**About this task**
Return the data below unchanged, without images.

**Records to process**
╭──

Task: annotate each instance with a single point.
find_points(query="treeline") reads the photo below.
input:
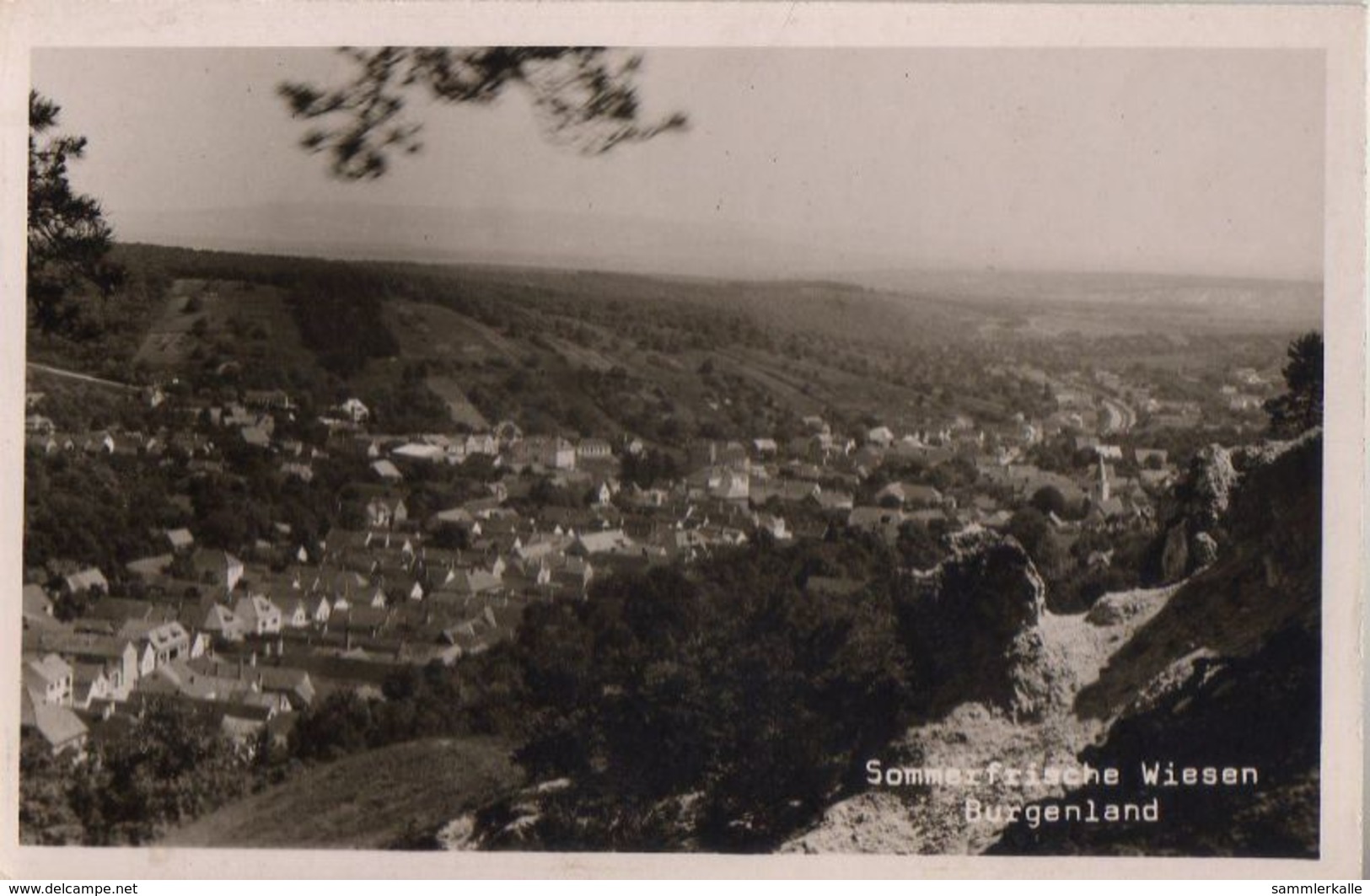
(166, 766)
(736, 683)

╰──

**Result of the task**
Task: annotate each instance with a single point.
find_points(query="treeline") reads the photo below.
input:
(166, 766)
(736, 683)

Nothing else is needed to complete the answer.